What the task asks
Quote every line of the records below without changing a single character.
____________
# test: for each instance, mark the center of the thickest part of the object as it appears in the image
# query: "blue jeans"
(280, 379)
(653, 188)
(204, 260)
____________
Result for this exercise
# test: for each instance, mark the center of the thickest part of the object as it appears in the image
# query: "blue jeans"
(280, 379)
(653, 188)
(204, 260)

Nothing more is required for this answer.